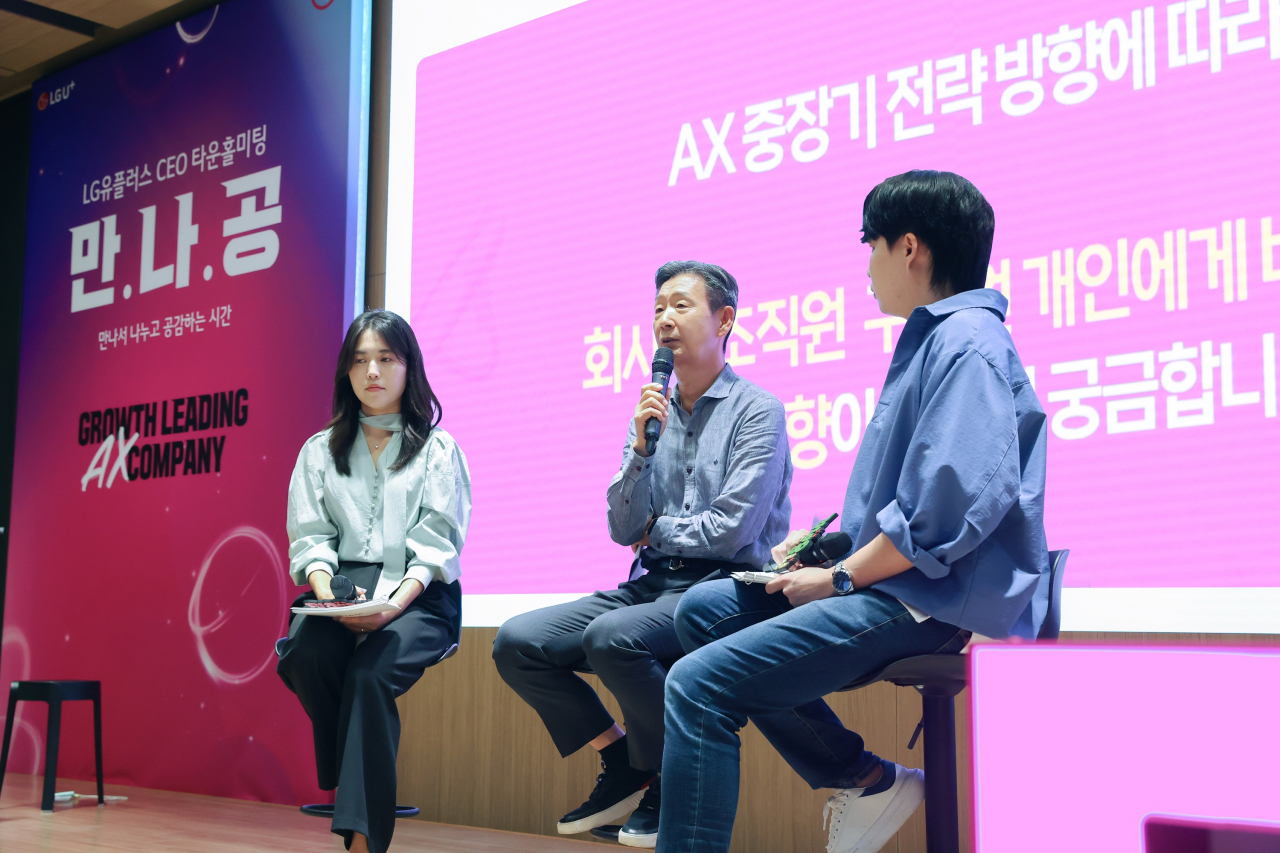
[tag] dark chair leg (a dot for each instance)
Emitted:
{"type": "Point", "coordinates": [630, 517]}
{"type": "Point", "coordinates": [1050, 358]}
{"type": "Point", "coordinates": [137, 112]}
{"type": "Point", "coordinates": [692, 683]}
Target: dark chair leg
◆ ◆ ◆ ◆ ◆ ◆ ◆
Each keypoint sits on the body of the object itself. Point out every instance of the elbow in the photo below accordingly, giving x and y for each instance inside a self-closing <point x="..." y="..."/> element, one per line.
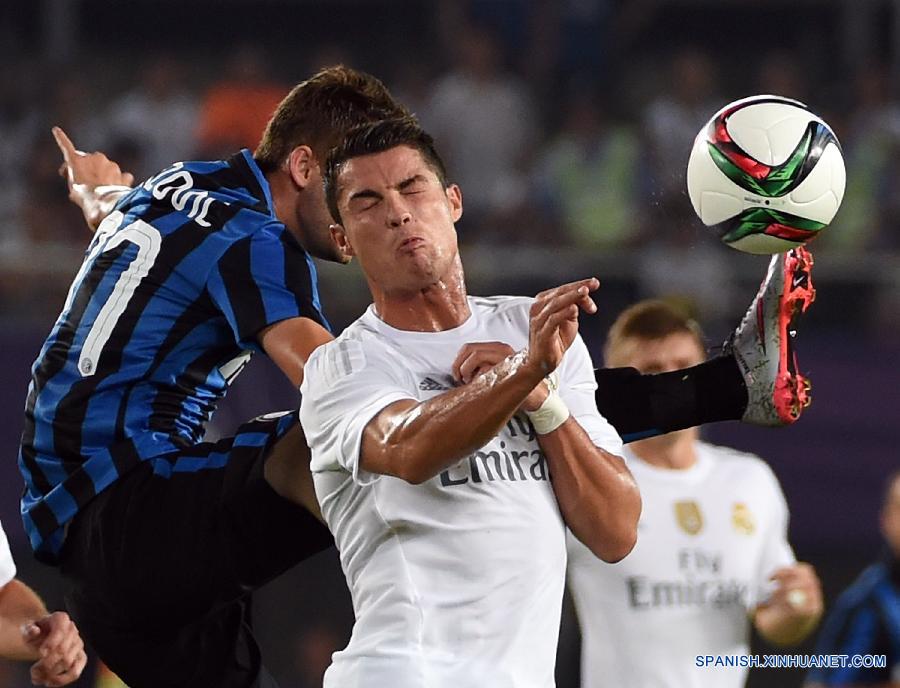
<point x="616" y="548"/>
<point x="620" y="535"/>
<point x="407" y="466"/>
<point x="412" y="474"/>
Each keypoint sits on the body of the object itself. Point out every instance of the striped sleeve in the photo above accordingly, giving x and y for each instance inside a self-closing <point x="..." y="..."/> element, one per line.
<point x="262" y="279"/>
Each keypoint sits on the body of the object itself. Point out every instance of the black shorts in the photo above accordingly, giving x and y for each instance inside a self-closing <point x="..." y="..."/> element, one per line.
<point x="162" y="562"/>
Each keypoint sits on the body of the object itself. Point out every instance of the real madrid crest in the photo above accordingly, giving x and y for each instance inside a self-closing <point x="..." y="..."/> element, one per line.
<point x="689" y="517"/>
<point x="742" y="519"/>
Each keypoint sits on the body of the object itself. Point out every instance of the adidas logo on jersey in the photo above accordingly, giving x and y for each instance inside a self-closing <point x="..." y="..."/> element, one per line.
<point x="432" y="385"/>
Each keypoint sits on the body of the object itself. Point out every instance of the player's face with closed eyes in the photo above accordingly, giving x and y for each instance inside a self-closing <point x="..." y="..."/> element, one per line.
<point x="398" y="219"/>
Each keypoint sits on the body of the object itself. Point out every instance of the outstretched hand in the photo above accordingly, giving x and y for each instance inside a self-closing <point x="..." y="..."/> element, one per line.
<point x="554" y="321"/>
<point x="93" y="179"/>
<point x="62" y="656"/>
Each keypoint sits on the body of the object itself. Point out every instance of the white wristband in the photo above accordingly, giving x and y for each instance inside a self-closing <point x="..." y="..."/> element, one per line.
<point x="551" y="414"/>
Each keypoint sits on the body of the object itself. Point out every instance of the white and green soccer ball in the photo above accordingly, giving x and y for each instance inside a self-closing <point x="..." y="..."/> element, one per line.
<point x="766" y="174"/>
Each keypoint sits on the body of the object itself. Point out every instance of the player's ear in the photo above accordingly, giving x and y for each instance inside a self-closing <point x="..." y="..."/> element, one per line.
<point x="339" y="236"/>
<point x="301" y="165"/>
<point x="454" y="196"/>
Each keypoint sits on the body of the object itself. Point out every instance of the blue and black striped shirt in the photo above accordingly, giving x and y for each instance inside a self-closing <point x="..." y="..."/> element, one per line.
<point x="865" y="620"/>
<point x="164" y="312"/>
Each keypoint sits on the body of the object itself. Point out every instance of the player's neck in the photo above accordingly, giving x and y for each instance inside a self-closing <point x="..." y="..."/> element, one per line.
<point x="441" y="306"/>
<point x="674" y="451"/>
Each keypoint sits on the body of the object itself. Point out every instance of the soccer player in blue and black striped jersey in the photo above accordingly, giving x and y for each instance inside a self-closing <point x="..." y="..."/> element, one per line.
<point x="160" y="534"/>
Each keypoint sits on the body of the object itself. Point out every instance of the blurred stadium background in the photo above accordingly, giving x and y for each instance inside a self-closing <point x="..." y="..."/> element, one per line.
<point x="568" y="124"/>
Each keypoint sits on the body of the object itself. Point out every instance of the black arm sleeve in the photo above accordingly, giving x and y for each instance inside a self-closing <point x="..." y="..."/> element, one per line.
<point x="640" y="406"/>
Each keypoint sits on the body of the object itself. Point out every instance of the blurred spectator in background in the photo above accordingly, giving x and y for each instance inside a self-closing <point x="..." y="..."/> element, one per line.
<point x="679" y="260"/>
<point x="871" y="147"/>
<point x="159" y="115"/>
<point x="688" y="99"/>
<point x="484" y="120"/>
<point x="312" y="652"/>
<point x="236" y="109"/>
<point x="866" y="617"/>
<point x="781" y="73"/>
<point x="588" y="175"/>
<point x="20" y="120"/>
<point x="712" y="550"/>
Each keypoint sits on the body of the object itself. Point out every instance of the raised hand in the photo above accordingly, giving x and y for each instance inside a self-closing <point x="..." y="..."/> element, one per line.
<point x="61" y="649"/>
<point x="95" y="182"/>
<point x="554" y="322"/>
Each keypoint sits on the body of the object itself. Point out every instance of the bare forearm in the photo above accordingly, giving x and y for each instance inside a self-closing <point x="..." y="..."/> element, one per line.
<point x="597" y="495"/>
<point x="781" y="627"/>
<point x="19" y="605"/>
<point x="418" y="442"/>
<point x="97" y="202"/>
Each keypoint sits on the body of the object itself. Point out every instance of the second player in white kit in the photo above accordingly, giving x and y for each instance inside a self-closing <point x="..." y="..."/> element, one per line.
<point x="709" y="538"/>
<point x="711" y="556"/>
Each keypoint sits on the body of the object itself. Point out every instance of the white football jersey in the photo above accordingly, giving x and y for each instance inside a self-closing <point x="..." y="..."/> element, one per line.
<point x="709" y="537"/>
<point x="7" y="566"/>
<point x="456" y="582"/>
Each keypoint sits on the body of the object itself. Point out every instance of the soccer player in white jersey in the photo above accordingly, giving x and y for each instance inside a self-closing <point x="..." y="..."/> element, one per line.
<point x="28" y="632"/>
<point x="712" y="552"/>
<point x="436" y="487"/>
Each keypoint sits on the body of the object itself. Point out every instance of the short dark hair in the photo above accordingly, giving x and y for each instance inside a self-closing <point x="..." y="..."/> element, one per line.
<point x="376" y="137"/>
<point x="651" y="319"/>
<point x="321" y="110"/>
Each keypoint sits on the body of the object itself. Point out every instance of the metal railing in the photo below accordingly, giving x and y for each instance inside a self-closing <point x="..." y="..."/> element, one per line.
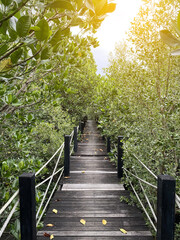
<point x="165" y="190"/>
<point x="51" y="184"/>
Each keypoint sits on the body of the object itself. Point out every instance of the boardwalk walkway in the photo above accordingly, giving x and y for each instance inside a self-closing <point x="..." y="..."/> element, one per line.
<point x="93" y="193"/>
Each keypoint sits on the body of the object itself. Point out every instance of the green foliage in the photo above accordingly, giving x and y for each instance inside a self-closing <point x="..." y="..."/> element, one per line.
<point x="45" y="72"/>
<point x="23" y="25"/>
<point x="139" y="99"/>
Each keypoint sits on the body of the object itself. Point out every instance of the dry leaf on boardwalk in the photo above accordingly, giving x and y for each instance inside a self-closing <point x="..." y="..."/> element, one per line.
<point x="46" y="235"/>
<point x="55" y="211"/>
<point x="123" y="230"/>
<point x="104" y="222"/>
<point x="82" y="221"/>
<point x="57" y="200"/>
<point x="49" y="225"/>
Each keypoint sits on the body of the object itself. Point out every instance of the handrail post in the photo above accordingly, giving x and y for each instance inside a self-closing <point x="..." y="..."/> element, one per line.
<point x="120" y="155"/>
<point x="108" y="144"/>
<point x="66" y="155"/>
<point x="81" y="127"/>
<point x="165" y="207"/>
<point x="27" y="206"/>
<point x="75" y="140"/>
◆ ◆ ◆ ◆ ◆ ◆ ◆
▶ GIVEN INSTRUCTION: List each line of the material above that contains the string "coordinates", copying every such line in full. Only matches with the same capitalization count.

▶ ANSWER:
{"type": "Point", "coordinates": [630, 517]}
{"type": "Point", "coordinates": [1050, 358]}
{"type": "Point", "coordinates": [137, 112]}
{"type": "Point", "coordinates": [692, 683]}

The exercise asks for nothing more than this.